▶ _WORK TO COMPLETE_
Copy all the records below word for word, leaving out the pictures.
==== INFORMATION SHOWN ====
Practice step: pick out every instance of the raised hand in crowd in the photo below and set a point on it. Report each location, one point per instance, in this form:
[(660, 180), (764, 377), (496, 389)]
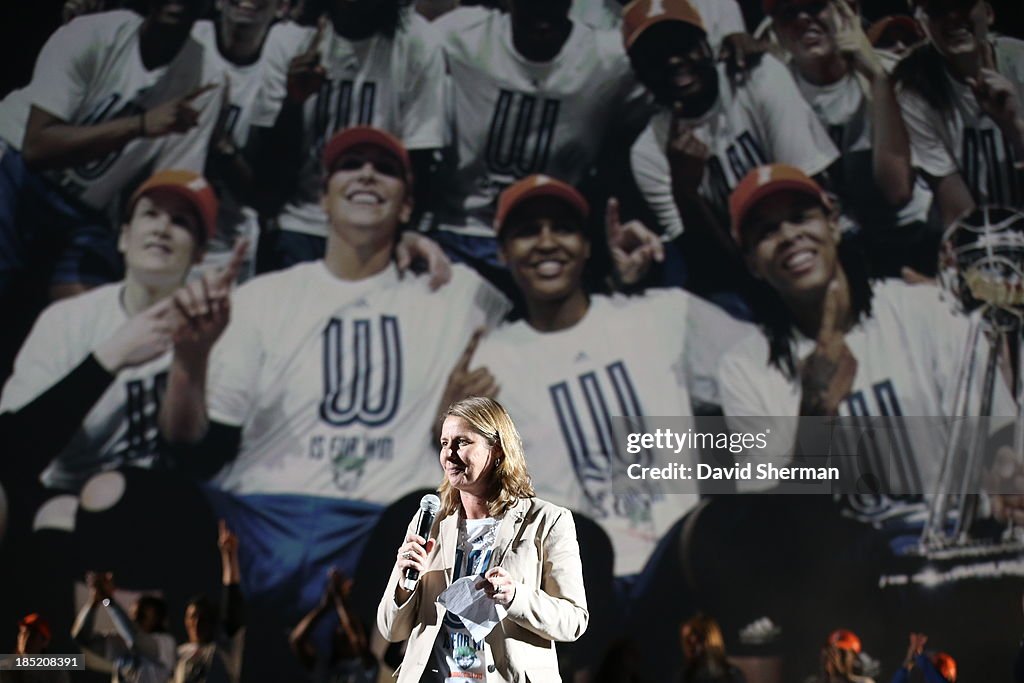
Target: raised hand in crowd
[(141, 338), (350, 640), (997, 98), (687, 155), (305, 73), (633, 246), (464, 382), (826, 375), (853, 43), (204, 305), (174, 116)]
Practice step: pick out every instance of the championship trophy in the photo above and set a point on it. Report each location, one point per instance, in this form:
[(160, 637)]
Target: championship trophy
[(982, 268)]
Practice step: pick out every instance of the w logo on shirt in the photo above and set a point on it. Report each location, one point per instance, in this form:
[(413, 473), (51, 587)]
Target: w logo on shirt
[(111, 108), (361, 372), (520, 135), (587, 426)]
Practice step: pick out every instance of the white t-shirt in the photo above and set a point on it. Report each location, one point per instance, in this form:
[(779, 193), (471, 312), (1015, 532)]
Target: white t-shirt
[(763, 121), (907, 354), (336, 383), (564, 387), (843, 109), (721, 17), (121, 428), (513, 117), (965, 140), (457, 657), (396, 84), (235, 219), (90, 71)]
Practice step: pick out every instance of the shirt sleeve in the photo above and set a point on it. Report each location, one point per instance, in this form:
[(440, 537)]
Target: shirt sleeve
[(653, 178), (283, 44), (794, 132), (44, 358), (236, 363), (423, 114), (707, 326), (65, 68), (187, 151), (928, 151)]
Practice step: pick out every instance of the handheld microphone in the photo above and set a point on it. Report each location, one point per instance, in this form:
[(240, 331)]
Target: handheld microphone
[(429, 505)]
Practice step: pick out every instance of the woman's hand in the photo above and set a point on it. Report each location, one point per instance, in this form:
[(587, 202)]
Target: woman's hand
[(413, 554), (499, 586)]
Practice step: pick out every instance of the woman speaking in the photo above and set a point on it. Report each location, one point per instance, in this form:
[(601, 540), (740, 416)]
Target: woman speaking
[(491, 525)]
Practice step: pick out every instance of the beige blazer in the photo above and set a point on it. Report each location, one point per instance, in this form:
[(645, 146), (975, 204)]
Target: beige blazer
[(537, 545)]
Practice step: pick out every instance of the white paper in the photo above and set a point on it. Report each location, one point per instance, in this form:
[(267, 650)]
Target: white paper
[(478, 611)]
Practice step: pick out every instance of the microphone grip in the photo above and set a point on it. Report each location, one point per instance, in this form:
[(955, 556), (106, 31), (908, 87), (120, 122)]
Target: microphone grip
[(422, 529)]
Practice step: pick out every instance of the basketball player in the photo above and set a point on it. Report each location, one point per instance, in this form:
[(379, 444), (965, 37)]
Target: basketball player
[(836, 343), (710, 130), (573, 361), (847, 84), (572, 350), (370, 62), (532, 91), (320, 382), (112, 95), (87, 382), (961, 93), (235, 46)]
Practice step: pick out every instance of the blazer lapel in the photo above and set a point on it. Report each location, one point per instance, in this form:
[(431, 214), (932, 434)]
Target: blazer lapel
[(509, 529)]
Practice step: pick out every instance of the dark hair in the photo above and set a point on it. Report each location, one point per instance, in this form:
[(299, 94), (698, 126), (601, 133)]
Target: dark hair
[(923, 72), (774, 317), (380, 16), (159, 608)]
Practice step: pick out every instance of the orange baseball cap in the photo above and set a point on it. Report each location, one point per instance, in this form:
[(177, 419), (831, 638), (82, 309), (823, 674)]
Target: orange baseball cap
[(845, 640), (36, 623), (764, 181), (946, 666), (350, 137), (642, 14), (188, 185), (538, 185)]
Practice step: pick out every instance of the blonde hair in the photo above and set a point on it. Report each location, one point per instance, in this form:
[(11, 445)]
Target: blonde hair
[(709, 634), (511, 479)]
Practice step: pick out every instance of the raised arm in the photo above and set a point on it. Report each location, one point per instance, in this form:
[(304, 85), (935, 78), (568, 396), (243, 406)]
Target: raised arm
[(205, 309)]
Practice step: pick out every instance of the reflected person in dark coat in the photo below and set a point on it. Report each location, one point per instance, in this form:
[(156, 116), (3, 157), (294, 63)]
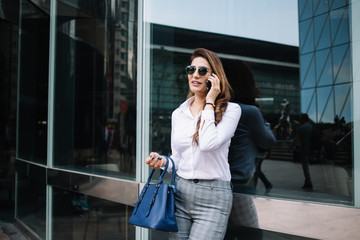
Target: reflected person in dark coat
[(252, 134)]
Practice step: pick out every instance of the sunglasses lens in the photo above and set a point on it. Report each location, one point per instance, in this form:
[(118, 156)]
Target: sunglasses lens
====
▶ _TASK SOLUTION_
Practice step: pick out every instance of the raised hand in crowd in the photo below and set a point on it. Report each location, one point per instance, in this form:
[(660, 180), (764, 377), (496, 389)]
Target: raised hand in crowd
[(141, 338), (350, 640), (997, 98), (687, 155), (305, 73), (633, 246), (464, 382), (826, 375), (853, 43), (204, 305), (174, 116)]
Practice step: pick out every instance of the championship trophy in the photo above and set a point on it. Report each location, one point per instance, in this form:
[(160, 637)]
Target: championship trophy
[(982, 268)]
Practice step: pick out every instance of the w logo on shirt in the photo above and set a point on it. Report each location, one point per instance, in this form:
[(413, 473), (51, 587)]
Target: w logo on shirt
[(111, 108), (361, 372), (520, 135), (587, 426)]
Practice step: pick out every instance of the white t-shirt in the photo above and set a point on it. Report each location, one point per instance, in this form:
[(779, 193), (471, 312), (1015, 532)]
Target: white t-shirt
[(763, 121), (907, 354), (336, 383), (564, 387), (843, 109), (721, 17), (121, 428), (513, 117), (965, 140), (457, 657), (396, 84), (235, 219), (90, 71)]
Practice step: pick out every instance of the shirt sleeve in the photo above and set a point on it. Report each location, one point per instance, in this form:
[(440, 537)]
Target: shirt sleeve
[(653, 178), (283, 44), (794, 132), (44, 358), (236, 363), (423, 114), (707, 326), (65, 68), (187, 151), (928, 151)]
Practice step: pick out every instance of the handheld microphone in the photo above and set a point on it. Report each location, one point per instance, in this form:
[(240, 331)]
Target: handheld microphone
[(429, 505)]
Practice step: pick out every instance of the woman's hand in the photo above and set a point on it. Report each location, one point per instance, in this form:
[(587, 202)]
Target: woman's hand
[(413, 554), (499, 586)]
Practice step: pick out every instance of the woman speaking in the photo above and set a point on it. Report each location, one point per instance, in this form:
[(601, 540), (740, 416)]
Target: woman speaking
[(491, 525)]
Practice step: pick out every instance of the beige blazer in the photo above and set a point on it. Report each location, one point per instance, in this form:
[(645, 146), (975, 204)]
Target: beige blazer
[(537, 545)]
Practice step: pick out every instance of the white paper in the photo above and set a point on it. Report each location, one point per instance, in this form:
[(267, 650)]
Target: white paper
[(478, 611)]
Practice step: pick out every instance of the microphone grip in the photo above and set a point on it. Report each location, one point per instance, in this form:
[(955, 556), (106, 31), (908, 87), (120, 122)]
Target: microphone grip
[(422, 529)]
Practice step: pick out every instance of the basketball player in the photo above and set a point on it. Report each location, one point per instance, in this form:
[(379, 444), (965, 37)]
Target: basketball player
[(836, 343), (710, 130), (573, 361), (847, 84), (572, 350), (370, 62), (532, 91), (320, 382), (112, 95), (87, 382), (961, 93), (235, 46)]
Practice step: pick out every instance of the blazer lapel in the photo above and set a point on it. Report each location, one point per instance, in this form:
[(431, 214), (932, 434)]
Target: blazer lapel
[(509, 529)]
Practice step: pick out every instance of the dark hair in the photo above and set a point on it. Report each location, one point per instance, in this form:
[(299, 94), (698, 126), (601, 133)]
Target: dark hair
[(923, 72), (774, 317), (380, 16), (159, 608)]
Practice step: pick out every instance of the orange baseball cap in the photo above and set a point on it. Report each location, one point per instance, in this form:
[(177, 419), (831, 638), (82, 309), (823, 674)]
Target: orange baseball cap
[(845, 640), (36, 623), (764, 181), (946, 666), (350, 137), (642, 14), (188, 185), (538, 185)]
Practice step: pick out every instance of the blonde hair in the photo above and set a point on it. Report each location, one point per instance, in this form:
[(11, 445)]
Target: blonde hair
[(709, 634), (511, 479)]
Practice step: pick out every instance of the raised arm in the photo above and set a point on it. Report each location, one point per instance, in this form:
[(304, 85), (935, 78), (568, 396), (243, 406)]
Target: raised arm
[(205, 309)]
Practice step: pick out every instance of the reflected person in dark coat in the photo below and set a point on it. Report each location, one point per instance, in this form:
[(156, 116), (3, 157), (294, 63)]
Target: reflected person in dark coat
[(252, 134)]
Practice step: pick out every instance of the sunglasses lens in the photo above and set a point on it. Report each location, one point per instance, in this form:
[(118, 156)]
Target: sunglasses lens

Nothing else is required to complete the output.